── PASSAGE FOR REVIEW ──

So this is an overuse injury, but it would not have happened if the bike accident didn't damage that area to begin with. It was like a ticking time bomb.

Moving Forward
I have been in physical therapy for three weeks now. I am working with a pelvic floor specialist and she's given me a ton of exercises. We have done blood flow restriction and dry needling. The dry needling was like torture. She has dry needled my adductor, my pelvic floor, my abdominals, and my hamstring. OUCH!  But that needling has honestly brought about the best results. 

When I stopped running on April 13, I started talking daily walks for the next two days, but then I stopped that because I felt like it was too much. It seemed to get worse and worse, with it being painful for me to walk around the grocery store on the weekend of April 24. That's when I felt like I would never get better!

But today, on May 7th, it feels a lot better to walk. I do feel it when I walk but it's only about a "1.5" on the pain scale - a minor annoyance. Maybe enough to make me limp a bit. And my doctor actually recommended that I take a 30-minute walk each day. Anything that involves the lower abdominal muscles or the left adductor doesn't feel right, so there is a constant reminder that I have this injury. 

Now I am focused on doing PT exercises each day, and getting the dry needling twice per week + blood flow constriction therapy. I'm also using my Theragun to massage the adductor and lower abdominals. 

PT exercises include:
  • Single leg deadlift (no weight yet)

───

**EXERCISE DETAILS**
Please copy the part of the injury recovery account that opens with the words containing "Moving Forward" and closes with "the best results.", word for word.

── DATA EXCERPTS ──

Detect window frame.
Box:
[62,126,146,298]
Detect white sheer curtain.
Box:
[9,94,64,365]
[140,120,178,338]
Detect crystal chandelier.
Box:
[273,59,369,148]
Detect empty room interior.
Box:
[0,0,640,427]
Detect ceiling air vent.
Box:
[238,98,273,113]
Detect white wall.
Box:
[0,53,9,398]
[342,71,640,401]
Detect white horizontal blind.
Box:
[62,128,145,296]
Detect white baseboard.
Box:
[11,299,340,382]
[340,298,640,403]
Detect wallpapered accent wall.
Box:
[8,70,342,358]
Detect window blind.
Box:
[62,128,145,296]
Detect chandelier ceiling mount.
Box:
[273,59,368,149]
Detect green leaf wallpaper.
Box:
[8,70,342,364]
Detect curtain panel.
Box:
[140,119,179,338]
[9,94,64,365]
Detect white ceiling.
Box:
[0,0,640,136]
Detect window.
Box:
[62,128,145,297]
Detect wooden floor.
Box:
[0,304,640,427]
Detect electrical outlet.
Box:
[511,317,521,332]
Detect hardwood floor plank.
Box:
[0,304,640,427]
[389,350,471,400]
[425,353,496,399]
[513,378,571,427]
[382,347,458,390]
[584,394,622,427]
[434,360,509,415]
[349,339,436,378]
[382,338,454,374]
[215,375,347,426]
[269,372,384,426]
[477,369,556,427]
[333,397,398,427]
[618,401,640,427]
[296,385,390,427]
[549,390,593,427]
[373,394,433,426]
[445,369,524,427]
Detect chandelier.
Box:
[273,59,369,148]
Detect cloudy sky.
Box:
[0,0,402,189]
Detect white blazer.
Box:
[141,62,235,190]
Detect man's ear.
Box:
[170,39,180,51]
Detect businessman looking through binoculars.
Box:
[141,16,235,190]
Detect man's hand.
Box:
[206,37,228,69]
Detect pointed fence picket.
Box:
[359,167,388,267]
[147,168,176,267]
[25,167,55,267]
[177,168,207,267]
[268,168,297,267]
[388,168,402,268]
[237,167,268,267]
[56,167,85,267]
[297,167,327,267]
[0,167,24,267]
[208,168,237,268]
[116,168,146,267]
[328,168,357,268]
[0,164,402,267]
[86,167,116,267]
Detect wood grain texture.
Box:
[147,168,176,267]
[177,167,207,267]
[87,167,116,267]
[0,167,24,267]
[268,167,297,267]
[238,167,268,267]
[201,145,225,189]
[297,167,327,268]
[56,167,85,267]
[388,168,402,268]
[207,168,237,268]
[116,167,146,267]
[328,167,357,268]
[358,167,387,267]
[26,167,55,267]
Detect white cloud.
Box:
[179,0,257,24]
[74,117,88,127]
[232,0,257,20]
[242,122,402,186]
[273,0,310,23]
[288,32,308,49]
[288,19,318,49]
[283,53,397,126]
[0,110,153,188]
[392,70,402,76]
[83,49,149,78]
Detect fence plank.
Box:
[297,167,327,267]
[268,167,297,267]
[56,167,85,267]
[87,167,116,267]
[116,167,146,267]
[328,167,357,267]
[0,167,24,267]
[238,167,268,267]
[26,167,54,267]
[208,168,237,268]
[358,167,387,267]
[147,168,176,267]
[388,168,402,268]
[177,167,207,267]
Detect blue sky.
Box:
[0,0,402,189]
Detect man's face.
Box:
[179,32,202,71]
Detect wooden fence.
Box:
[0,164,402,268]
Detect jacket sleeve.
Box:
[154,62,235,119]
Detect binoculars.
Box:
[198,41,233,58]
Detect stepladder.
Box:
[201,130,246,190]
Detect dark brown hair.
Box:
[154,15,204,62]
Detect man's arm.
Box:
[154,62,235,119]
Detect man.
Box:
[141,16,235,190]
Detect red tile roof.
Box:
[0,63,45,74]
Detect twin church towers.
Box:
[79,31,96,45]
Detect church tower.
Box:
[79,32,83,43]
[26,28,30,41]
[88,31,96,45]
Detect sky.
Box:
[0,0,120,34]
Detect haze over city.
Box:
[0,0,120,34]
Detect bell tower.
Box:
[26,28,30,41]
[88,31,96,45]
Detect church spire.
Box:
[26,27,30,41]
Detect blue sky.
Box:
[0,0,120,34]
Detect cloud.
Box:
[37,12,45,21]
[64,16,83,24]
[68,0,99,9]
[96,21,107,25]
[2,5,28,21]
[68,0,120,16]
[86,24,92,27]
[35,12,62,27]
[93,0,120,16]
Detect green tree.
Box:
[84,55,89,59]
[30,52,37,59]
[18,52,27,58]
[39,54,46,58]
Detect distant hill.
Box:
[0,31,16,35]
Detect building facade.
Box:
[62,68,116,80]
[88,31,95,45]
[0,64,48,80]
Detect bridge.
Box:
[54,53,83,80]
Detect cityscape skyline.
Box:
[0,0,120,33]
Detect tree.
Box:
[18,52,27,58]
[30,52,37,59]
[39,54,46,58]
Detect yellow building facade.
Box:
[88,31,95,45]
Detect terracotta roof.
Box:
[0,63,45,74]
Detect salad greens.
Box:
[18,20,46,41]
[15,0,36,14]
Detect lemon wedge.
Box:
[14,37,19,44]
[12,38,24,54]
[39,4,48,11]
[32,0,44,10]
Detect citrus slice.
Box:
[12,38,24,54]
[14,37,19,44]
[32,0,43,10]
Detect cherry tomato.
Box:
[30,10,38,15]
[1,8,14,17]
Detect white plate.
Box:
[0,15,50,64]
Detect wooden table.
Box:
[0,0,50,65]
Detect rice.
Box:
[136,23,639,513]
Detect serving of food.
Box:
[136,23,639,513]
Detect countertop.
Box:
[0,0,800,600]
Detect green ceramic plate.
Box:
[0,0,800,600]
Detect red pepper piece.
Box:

───

**SOLVED PROBLEM**
Moving Forward
I have been in physical therapy for three weeks now. I am working with a pelvic floor specialist and she's given me a ton of exercises. We have done blood flow restriction and dry needling. The dry needling was like torture. She has dry needled my adductor, my pelvic floor, my abdominals, and my hamstring. OUCH!  But that needling has honestly brought about the best results.